EXERCISE TASK — Retype, exactly and with nothing added, the lines from the one showing "task | identify every instance of the sparse" through the final line of the material. Omit pictures.

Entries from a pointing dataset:
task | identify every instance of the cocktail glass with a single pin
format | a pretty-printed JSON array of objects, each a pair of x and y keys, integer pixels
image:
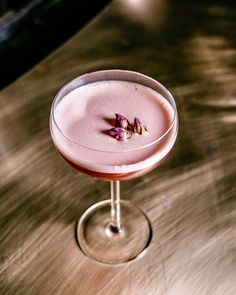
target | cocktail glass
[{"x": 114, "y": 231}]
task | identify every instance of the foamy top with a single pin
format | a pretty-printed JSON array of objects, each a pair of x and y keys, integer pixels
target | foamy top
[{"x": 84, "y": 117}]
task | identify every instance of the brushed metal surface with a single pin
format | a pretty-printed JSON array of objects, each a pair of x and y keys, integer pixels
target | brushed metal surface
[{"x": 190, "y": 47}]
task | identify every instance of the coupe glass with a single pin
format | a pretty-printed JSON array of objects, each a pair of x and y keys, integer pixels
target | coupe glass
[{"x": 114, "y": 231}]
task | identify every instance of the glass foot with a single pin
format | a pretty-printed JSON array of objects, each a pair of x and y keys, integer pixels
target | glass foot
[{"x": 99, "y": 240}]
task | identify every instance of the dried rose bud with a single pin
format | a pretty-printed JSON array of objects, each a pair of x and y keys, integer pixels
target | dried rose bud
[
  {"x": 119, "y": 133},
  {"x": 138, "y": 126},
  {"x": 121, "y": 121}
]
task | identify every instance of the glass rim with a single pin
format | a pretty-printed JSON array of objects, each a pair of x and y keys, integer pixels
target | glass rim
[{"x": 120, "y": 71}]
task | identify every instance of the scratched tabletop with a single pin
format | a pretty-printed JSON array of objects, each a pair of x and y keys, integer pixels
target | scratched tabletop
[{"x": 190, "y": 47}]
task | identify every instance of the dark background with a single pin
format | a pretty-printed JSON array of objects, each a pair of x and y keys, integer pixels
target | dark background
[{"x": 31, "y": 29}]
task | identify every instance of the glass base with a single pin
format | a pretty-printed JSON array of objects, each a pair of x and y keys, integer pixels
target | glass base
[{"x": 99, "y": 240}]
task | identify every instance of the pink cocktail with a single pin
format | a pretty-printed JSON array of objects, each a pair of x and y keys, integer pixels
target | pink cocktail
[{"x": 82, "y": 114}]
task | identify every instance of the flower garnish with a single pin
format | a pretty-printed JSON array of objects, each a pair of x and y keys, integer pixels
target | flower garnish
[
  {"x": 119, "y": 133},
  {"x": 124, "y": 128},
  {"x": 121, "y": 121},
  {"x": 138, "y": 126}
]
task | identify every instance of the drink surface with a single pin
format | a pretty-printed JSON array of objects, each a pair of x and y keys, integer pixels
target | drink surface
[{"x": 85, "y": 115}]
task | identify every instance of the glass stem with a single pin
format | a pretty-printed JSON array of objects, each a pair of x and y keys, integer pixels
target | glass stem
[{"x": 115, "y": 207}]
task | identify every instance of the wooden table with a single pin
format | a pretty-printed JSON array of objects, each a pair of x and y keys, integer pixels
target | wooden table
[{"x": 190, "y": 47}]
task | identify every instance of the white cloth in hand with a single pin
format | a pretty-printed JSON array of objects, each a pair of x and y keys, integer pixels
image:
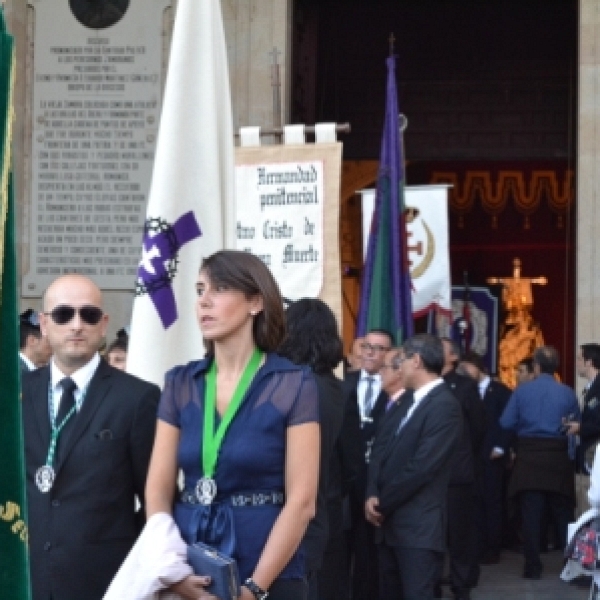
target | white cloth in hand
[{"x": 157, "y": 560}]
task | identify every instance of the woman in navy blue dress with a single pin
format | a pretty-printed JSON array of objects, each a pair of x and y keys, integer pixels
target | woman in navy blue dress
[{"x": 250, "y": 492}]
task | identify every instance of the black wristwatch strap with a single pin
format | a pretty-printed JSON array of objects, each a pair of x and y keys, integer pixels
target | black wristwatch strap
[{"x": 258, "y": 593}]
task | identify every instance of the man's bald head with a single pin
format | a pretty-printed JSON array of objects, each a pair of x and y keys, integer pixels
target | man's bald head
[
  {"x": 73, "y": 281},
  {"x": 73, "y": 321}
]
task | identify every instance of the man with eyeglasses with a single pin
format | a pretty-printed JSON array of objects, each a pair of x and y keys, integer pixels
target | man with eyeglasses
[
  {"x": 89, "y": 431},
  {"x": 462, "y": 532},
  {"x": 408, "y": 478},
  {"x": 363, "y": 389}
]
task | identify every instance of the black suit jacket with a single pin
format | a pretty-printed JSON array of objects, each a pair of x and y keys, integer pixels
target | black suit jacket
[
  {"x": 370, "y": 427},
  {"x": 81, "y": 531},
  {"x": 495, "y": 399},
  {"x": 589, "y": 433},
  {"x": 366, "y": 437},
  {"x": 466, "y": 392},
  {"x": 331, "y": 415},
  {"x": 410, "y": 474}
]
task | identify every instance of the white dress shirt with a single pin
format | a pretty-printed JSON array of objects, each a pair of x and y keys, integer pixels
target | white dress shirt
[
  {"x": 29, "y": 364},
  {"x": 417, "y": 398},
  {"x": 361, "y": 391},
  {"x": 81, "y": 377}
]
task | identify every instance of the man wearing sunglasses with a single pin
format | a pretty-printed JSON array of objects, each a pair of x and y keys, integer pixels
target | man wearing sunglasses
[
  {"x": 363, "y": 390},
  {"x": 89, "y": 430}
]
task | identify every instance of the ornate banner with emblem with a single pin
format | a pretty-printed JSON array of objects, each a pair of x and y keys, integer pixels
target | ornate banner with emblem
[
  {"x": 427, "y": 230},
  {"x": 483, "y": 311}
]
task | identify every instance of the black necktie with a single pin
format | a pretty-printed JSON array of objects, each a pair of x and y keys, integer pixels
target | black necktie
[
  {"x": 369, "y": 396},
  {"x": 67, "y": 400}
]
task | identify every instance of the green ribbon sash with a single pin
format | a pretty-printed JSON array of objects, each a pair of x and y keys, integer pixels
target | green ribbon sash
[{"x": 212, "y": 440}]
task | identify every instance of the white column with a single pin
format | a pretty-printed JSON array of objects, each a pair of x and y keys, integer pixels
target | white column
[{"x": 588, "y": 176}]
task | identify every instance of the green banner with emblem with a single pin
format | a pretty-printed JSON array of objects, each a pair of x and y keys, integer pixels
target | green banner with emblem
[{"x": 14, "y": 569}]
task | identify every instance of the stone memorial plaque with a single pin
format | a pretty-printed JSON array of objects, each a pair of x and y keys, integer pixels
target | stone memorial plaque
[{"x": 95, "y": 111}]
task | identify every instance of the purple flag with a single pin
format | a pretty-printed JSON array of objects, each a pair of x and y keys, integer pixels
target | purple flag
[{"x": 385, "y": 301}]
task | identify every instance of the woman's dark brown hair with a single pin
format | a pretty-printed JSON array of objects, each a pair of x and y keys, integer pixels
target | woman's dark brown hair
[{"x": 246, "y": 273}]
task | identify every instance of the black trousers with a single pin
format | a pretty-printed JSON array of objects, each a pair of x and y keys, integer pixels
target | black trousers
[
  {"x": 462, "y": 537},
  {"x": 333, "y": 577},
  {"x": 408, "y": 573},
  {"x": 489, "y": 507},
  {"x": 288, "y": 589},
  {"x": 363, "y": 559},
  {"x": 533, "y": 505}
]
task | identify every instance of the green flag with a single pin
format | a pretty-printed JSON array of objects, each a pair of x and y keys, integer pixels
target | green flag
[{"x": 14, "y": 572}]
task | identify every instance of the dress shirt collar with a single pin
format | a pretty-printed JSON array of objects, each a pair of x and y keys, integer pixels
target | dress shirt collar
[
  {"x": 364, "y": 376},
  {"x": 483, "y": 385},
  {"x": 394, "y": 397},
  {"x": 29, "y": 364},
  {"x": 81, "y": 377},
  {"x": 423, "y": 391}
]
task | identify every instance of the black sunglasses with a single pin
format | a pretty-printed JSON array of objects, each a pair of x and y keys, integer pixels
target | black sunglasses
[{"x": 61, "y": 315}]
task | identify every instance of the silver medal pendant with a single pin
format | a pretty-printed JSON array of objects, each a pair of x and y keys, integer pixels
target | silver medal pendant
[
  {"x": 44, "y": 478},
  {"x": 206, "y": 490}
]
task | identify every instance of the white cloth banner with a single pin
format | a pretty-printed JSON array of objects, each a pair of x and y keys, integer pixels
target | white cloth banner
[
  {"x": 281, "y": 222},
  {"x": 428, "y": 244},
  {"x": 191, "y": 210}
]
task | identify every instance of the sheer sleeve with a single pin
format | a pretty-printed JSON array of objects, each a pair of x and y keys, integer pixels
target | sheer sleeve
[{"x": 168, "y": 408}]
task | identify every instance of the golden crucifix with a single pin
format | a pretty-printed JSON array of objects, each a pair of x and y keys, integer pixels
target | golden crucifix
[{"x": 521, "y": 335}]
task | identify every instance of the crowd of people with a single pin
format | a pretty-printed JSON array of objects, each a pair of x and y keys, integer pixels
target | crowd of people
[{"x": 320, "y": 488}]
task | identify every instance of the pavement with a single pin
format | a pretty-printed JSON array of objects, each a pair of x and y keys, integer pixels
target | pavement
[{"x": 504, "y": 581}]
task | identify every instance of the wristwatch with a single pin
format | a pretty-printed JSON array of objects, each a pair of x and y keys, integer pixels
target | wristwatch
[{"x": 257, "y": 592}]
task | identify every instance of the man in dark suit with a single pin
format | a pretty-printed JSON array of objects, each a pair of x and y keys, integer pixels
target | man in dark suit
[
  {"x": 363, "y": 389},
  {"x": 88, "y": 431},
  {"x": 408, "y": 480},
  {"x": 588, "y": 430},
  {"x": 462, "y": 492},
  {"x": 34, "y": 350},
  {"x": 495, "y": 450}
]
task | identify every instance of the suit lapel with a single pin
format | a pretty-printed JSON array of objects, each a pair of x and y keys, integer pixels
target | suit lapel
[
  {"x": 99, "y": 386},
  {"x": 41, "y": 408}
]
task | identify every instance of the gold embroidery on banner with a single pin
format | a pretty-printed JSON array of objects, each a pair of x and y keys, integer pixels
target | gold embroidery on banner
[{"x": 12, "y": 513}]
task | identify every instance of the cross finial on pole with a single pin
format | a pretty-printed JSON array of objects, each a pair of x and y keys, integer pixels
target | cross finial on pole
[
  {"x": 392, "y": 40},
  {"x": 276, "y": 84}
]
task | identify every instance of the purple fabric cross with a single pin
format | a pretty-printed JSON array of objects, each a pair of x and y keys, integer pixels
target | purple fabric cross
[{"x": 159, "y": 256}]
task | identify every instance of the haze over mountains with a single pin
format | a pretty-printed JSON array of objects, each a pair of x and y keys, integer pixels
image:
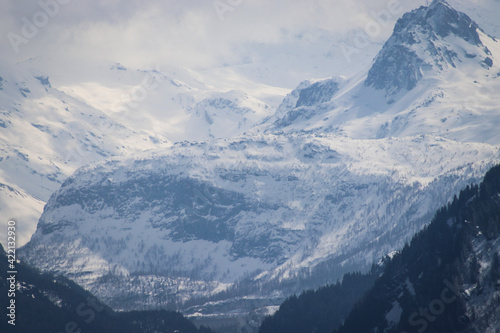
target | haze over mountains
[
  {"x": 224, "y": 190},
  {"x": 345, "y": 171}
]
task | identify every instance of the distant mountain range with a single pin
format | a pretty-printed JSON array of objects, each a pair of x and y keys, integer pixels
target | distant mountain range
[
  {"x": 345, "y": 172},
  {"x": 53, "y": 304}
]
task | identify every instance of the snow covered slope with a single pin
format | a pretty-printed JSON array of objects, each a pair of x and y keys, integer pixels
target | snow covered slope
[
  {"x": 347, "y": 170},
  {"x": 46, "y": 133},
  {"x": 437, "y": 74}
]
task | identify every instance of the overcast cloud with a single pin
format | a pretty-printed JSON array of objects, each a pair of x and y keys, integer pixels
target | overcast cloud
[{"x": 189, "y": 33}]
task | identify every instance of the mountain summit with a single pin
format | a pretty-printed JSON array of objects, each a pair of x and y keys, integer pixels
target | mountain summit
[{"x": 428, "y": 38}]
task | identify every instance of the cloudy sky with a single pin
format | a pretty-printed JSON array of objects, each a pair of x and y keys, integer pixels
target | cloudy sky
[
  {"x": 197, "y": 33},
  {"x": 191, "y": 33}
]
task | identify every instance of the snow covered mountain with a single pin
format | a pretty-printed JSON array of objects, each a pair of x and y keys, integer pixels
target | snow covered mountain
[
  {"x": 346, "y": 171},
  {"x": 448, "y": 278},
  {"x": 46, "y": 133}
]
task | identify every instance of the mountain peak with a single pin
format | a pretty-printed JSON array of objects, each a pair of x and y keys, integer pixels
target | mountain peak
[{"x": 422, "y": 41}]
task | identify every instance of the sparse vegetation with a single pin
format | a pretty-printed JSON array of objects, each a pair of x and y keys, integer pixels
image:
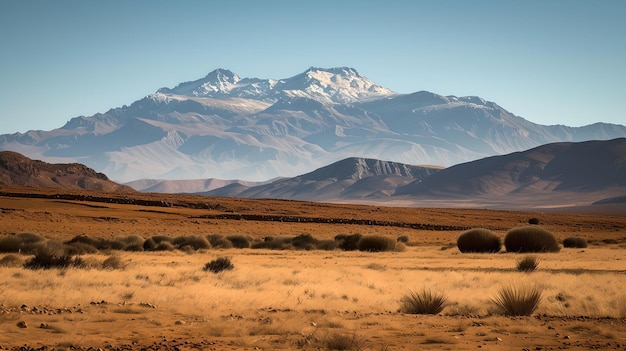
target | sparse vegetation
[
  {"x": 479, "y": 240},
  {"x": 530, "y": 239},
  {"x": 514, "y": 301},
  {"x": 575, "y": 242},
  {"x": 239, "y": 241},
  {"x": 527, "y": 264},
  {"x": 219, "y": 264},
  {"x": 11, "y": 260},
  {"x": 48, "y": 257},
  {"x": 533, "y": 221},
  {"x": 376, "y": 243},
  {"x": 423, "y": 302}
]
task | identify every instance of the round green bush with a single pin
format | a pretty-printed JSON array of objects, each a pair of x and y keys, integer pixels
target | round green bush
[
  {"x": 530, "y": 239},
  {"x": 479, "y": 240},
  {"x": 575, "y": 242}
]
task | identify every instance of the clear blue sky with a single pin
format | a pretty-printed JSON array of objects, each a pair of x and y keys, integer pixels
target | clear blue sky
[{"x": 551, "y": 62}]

SOLUTION FOR THIS TASK —
task | identify every instance of the sparse vegetation with a single pin
format | a pretty-printed JSON array of objects, each a pair of x and y keys, integer pixels
image:
target | sparse vegetation
[
  {"x": 479, "y": 240},
  {"x": 530, "y": 239},
  {"x": 514, "y": 301},
  {"x": 575, "y": 242},
  {"x": 239, "y": 241},
  {"x": 527, "y": 264},
  {"x": 219, "y": 264},
  {"x": 11, "y": 260},
  {"x": 48, "y": 257},
  {"x": 533, "y": 221},
  {"x": 376, "y": 243},
  {"x": 423, "y": 302}
]
task | identify every instance of the round green bush with a single pin
format | a pretty-printed JSON array of objects, each a pair of x and y keys, integer pixels
target | round green bush
[
  {"x": 530, "y": 239},
  {"x": 479, "y": 240},
  {"x": 575, "y": 242}
]
task | identify every instance of the clear blue sky with a single pin
format | a pretty-printed JSON array of objects, each a pair of x and y keys, integer pixels
target | clear blue sky
[{"x": 551, "y": 62}]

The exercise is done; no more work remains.